%%

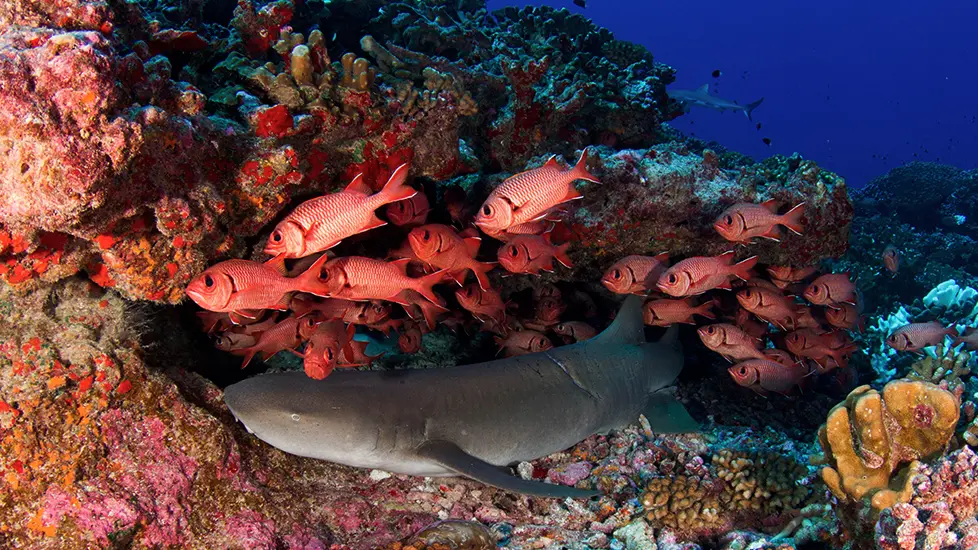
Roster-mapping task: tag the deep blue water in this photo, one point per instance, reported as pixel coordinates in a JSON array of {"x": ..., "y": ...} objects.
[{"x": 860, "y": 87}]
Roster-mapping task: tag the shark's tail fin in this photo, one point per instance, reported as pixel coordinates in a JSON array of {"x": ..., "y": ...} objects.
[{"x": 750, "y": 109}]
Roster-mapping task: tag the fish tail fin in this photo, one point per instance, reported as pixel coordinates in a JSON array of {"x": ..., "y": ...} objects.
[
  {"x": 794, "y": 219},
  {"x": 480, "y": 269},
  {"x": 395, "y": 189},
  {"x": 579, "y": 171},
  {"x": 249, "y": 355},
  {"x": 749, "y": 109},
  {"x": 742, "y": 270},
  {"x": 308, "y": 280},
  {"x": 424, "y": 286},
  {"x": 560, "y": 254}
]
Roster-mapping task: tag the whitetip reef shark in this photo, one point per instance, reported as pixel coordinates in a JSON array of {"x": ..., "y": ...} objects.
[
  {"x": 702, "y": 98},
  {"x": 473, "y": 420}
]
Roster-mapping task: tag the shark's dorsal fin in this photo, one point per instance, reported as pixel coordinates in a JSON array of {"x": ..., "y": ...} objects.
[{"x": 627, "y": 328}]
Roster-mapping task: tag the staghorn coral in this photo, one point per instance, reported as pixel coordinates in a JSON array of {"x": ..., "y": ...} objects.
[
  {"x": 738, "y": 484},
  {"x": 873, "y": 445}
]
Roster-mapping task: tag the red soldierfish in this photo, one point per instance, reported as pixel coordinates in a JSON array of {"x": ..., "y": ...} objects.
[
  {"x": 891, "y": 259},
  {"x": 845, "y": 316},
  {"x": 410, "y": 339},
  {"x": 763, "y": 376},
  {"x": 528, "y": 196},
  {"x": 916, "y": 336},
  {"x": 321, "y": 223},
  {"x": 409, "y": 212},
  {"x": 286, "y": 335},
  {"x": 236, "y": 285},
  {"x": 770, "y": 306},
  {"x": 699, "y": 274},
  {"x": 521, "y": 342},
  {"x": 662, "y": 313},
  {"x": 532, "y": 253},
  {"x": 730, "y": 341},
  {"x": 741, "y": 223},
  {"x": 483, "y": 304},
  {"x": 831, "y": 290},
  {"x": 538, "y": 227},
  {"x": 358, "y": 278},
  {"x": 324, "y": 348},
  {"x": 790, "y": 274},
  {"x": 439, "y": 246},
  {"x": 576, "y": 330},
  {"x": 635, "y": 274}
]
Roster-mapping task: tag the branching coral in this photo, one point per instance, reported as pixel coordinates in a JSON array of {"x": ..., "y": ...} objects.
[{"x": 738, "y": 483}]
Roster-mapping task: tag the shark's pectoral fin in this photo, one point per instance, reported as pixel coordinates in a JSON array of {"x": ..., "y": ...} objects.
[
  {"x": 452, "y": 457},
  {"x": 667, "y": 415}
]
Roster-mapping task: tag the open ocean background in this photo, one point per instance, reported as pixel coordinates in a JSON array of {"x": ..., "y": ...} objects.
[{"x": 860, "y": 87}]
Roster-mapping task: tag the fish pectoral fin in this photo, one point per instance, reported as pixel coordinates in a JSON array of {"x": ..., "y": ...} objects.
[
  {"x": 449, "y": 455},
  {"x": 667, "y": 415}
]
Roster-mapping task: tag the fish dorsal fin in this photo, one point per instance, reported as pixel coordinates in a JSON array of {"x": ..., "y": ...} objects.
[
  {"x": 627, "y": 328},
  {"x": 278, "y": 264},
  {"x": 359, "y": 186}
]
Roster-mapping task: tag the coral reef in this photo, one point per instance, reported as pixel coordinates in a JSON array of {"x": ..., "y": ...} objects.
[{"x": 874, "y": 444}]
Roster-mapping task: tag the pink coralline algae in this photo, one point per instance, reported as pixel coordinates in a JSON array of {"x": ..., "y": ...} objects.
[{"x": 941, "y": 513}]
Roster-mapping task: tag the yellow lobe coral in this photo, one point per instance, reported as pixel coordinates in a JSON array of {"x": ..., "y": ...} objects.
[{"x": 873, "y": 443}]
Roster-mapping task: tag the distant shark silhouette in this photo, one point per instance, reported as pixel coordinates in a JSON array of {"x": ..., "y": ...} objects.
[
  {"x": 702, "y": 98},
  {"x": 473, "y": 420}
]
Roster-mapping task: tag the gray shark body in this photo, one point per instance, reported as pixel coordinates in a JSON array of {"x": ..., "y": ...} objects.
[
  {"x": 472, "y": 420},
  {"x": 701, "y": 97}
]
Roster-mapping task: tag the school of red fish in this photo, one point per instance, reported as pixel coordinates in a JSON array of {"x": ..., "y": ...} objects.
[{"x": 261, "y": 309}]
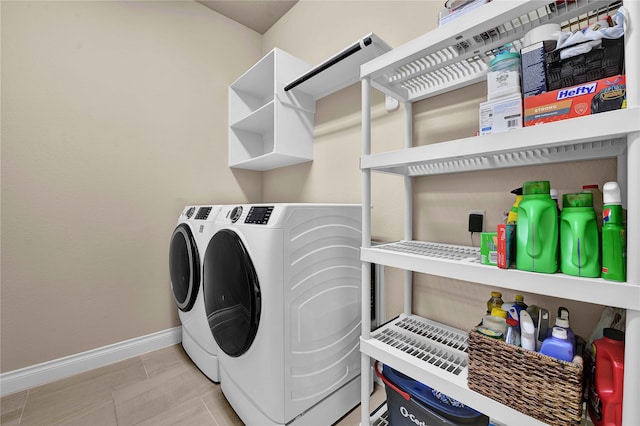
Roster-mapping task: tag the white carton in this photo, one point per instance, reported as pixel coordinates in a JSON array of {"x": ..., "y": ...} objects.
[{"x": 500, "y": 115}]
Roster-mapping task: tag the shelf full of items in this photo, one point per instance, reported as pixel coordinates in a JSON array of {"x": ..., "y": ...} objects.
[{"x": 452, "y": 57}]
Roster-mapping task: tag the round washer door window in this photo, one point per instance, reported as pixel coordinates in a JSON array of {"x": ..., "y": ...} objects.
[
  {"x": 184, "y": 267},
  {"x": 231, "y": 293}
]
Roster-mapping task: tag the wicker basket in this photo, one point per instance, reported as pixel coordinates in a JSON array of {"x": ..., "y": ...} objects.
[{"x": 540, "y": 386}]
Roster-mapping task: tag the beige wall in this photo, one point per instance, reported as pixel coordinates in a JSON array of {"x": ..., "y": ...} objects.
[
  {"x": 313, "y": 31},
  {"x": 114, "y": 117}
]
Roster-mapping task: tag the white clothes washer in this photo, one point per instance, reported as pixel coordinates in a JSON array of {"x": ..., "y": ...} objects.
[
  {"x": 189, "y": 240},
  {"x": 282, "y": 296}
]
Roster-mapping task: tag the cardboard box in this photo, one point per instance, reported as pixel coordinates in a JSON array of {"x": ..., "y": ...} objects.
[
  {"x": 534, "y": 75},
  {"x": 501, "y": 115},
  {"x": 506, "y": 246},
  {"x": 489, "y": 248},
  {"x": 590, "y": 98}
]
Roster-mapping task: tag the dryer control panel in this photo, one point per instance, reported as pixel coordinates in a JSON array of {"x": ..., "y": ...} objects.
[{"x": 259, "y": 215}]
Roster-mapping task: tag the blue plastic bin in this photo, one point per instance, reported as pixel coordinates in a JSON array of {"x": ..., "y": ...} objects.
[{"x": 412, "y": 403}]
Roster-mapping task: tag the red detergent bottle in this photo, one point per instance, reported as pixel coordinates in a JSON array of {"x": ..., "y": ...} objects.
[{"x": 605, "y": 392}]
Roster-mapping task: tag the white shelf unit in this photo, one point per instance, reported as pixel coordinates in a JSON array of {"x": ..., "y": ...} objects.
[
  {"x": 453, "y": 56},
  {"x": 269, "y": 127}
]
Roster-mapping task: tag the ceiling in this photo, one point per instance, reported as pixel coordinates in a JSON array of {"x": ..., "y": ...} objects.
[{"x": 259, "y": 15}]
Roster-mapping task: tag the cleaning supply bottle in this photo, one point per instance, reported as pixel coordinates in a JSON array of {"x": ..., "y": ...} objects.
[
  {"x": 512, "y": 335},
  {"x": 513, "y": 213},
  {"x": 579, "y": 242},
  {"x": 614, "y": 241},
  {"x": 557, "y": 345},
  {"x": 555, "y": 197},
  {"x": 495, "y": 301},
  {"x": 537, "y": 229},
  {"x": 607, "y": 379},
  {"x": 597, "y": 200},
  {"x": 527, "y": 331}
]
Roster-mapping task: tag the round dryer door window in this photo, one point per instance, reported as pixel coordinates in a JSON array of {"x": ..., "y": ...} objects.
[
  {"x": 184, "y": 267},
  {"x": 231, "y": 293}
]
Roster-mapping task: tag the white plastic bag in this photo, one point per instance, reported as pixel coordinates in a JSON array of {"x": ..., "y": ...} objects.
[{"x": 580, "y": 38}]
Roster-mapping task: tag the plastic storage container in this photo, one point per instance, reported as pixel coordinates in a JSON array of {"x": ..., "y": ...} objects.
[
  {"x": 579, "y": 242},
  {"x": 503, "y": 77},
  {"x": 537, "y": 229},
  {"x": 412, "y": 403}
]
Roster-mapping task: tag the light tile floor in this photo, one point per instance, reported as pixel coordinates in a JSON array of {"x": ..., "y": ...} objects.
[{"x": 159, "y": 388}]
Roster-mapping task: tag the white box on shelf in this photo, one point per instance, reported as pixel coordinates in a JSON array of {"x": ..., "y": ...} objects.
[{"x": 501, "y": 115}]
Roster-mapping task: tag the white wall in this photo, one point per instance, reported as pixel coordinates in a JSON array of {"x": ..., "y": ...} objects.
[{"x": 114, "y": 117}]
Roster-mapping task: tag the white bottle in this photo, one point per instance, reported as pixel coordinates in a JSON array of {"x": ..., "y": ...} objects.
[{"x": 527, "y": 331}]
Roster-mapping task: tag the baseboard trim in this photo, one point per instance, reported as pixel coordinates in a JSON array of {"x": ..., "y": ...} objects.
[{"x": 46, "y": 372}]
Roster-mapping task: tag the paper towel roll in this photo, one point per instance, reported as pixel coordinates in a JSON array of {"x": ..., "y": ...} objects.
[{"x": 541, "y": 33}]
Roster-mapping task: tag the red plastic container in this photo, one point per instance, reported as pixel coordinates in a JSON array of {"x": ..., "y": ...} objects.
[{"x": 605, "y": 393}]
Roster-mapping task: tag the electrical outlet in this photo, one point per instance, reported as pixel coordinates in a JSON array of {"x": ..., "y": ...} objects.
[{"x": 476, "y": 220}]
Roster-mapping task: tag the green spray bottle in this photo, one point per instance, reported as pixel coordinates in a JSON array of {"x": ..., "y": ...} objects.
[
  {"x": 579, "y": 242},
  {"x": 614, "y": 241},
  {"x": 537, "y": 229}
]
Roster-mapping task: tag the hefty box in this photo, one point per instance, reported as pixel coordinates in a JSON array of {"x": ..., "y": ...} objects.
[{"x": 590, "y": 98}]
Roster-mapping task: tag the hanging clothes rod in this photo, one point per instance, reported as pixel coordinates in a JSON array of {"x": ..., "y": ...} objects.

%%
%%

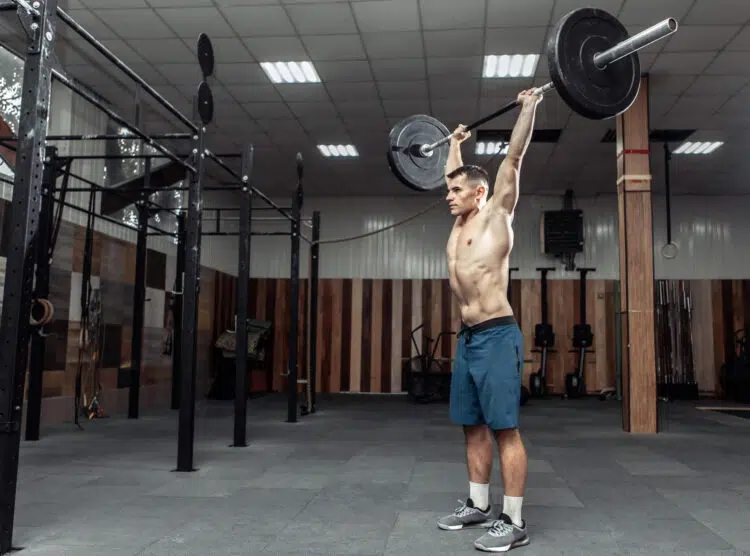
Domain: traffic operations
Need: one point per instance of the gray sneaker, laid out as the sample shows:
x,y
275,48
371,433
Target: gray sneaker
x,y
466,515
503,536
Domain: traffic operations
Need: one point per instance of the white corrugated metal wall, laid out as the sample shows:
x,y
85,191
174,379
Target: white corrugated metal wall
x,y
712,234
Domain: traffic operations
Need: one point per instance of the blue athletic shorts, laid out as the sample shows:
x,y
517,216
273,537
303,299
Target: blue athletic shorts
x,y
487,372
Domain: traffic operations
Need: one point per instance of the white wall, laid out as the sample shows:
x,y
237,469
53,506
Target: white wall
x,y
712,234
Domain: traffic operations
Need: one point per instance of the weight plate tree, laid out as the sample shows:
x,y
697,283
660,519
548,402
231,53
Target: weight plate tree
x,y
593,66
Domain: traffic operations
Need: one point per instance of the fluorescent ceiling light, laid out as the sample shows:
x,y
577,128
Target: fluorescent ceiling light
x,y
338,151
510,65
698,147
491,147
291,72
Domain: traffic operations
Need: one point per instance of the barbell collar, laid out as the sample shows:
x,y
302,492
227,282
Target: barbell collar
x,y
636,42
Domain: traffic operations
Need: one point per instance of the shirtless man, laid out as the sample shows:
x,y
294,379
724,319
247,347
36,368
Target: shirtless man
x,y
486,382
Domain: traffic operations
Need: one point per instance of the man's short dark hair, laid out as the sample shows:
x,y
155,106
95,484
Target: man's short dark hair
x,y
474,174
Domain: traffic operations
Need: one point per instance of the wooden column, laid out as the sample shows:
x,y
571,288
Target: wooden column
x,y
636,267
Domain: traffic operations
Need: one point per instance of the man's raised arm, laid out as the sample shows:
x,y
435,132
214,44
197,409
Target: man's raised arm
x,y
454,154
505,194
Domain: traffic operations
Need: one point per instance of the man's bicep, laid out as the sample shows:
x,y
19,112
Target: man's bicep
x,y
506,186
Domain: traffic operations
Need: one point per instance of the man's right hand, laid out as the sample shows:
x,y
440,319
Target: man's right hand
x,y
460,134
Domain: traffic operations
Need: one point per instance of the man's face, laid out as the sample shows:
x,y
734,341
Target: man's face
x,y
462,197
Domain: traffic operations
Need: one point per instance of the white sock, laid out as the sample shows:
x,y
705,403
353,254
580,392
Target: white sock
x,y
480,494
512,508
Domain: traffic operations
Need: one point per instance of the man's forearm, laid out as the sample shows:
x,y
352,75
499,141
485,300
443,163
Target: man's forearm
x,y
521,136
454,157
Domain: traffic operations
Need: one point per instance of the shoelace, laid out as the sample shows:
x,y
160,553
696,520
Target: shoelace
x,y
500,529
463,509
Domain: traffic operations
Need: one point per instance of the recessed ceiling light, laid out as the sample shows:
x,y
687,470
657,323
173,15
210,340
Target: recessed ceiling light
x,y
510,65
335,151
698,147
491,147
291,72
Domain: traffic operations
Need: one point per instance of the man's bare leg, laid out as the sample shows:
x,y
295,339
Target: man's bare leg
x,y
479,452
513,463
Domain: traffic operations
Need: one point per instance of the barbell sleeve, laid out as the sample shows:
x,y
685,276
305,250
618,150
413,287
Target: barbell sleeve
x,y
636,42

%%

_Problem to work on_
Can you show every line in the records above that contains the string "metal"? Case counts, so copy only lines whose capitalization matches.

_Solved exercise_
Need: one point per instance of the white corrugated metal wall, laid out as the sample shows:
Target: white corrugated metal wall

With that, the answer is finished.